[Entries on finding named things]

## Start

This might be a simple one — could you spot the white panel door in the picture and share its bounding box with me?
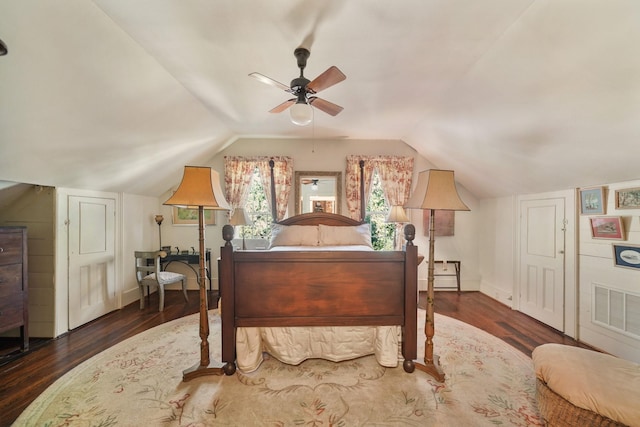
[69,196,118,329]
[519,198,565,331]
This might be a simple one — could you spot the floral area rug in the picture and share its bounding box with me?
[14,310,542,427]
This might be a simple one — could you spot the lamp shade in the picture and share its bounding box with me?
[386,205,409,223]
[164,166,231,210]
[229,208,253,225]
[404,169,470,211]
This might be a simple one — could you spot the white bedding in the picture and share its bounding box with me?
[236,226,401,372]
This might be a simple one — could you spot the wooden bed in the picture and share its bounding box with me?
[219,213,419,375]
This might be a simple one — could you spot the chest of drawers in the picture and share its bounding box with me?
[0,227,29,351]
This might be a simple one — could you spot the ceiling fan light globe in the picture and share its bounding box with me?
[289,102,313,126]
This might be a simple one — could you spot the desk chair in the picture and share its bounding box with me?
[135,251,189,311]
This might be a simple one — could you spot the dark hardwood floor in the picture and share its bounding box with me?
[0,291,587,426]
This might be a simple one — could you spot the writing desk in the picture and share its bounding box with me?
[160,251,212,290]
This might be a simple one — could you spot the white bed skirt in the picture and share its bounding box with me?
[236,326,401,372]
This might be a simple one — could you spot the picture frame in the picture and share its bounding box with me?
[171,206,216,225]
[612,243,640,270]
[589,216,625,240]
[615,187,640,209]
[580,187,606,215]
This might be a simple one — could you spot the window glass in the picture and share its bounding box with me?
[242,168,273,239]
[364,170,395,251]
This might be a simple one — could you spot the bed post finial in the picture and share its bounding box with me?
[222,224,234,246]
[358,159,367,222]
[404,224,416,246]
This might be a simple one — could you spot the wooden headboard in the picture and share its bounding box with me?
[278,212,362,225]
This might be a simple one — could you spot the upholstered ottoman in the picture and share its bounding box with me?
[532,344,640,427]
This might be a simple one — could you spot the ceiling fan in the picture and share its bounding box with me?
[249,47,347,126]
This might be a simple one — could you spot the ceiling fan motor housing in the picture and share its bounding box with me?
[293,47,311,69]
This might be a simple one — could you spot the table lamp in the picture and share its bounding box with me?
[404,169,470,382]
[164,166,231,381]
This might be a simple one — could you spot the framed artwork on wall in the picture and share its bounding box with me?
[616,188,640,209]
[589,216,625,240]
[580,187,606,215]
[613,243,640,270]
[171,206,216,225]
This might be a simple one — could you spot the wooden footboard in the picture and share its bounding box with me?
[219,221,418,374]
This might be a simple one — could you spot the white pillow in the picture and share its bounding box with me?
[318,224,373,248]
[269,224,318,248]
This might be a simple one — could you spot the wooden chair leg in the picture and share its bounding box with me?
[181,279,189,302]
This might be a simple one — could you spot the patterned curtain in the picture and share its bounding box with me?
[224,156,256,218]
[375,156,413,206]
[345,156,413,220]
[257,156,293,222]
[344,156,374,221]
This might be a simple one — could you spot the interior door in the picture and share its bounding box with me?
[519,198,565,332]
[68,196,118,329]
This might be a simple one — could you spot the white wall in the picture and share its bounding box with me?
[158,139,480,290]
[478,197,516,307]
[579,180,640,363]
[121,194,165,306]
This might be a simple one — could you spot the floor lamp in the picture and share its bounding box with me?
[164,166,231,381]
[229,208,253,251]
[155,215,164,250]
[404,169,470,382]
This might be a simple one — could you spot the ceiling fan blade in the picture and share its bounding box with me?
[269,98,296,113]
[249,73,291,92]
[309,96,344,116]
[307,65,347,93]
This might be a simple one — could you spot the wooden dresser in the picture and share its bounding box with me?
[0,227,29,351]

## End

SHORT TASK
Return all of the records above word for word, without the pictures.

EXERCISE RESPONSE
This might be a simple one — could you spot the white panel door in the picture and share its bounding box with me?
[69,196,118,329]
[519,198,565,331]
This might be a simple one — could you spot the floral area rug in the picture and share its bounding box with me?
[14,310,542,427]
This might be a simple one — could you spot the lamp shade in the picture and share its bounding box with me?
[386,205,409,223]
[164,166,231,210]
[229,208,253,225]
[404,169,470,211]
This might be a simple one — could you spot the white bedding in the picture and share its bounding box with me?
[236,226,401,372]
This might be a simple one — could you spot the wooden bed in the picture and share its bounding box with me?
[219,213,419,375]
This might be a simple one — could you spot the chest of drawers in the picture and share its bounding box with me?
[0,227,29,351]
This might be a simple one — could you spot the ceiling fan light globe in the picture and share its bounding box with me?
[289,102,313,126]
This might be a simple one — could you spot the desk chair in the picture and share its bounding box with me?
[135,251,189,311]
This might be a simple one — could you spot the dark hardwood floor in the picture and share its bounding box with me?
[0,291,587,426]
This might be a simple one — could you spot the writing desk in the picture and share its bounding box with me?
[160,251,212,290]
This might be a simple one — could you spot the white bed skirt in the picture and share its bounding box with me?
[236,326,401,372]
This might be a simple one — could you spot the picture frame in the picture and share its bounding box with me?
[171,206,216,225]
[612,243,640,270]
[589,216,625,240]
[615,187,640,209]
[580,187,606,215]
This might be a simple one — could you spot the window glass in the picture and share its bounding box with me?
[242,168,273,239]
[364,170,395,251]
This might be a simple one — could you spot the bed post finial in the picture and share its bounding box with me?
[222,224,234,246]
[358,159,367,222]
[404,224,416,246]
This might be a simple one — could you spot the wooden headboard in the picture and share its bounding box with me?
[278,212,362,225]
This might be a simple one — could you spot the upholstered ottoman in the picture and share its bounding box with me?
[532,344,640,427]
This might be a simple one — could you spot the ceiling fan in the picture and share its bounding box with me?
[249,47,347,126]
This might be a simple one — could you spot the ceiling fan motor housing in the picture and share its bounding box with me?
[293,47,311,69]
This might be a simple one — could you spot the table lamp in the picture and share its bounding box with me?
[404,169,470,382]
[164,166,231,381]
This might be a simple one — could you spot the framed artwork on wall in the picture and share its bounding box with me?
[616,188,640,209]
[589,216,625,240]
[580,187,606,215]
[613,243,640,270]
[171,206,216,225]
This might be a simple one — could you spot the wooden footboard in the picture and share its bounding box with me?
[219,221,418,374]
This might be a simple one — could you spot the white pillow in the picture and share its bounding box with me?
[318,224,373,248]
[269,224,318,248]
This might be a simple one — could you spot the wooden chair leg in the picture and share its bounding box with me?
[181,279,189,302]
This might be a simple one — could you spot the patterned curtain in the picture and share its bounding box with me?
[224,156,256,218]
[375,156,413,206]
[345,156,413,220]
[257,156,293,222]
[344,156,374,221]
This might be a simple one — could you spot the interior door in the picture and share its bounding box with me?
[519,198,565,332]
[68,196,118,329]
This might be a simple one — could you spot the white wall in the picture and share its bounding box with me?
[158,139,480,290]
[478,197,516,307]
[579,180,640,363]
[121,194,165,306]
This might be a simple one — could you spot the floor lamp in the picture and share its bounding box with me?
[164,166,231,381]
[229,208,253,251]
[155,215,164,250]
[404,169,470,382]
This might be a simple one — could you spot the ceiling fan blade in the picture and share its bounding box with me?
[269,98,296,113]
[249,73,291,92]
[309,96,344,116]
[307,65,347,93]
This might be a simple one — could you spot the wooden dresser in the picture and share its bounding box with me?
[0,227,29,351]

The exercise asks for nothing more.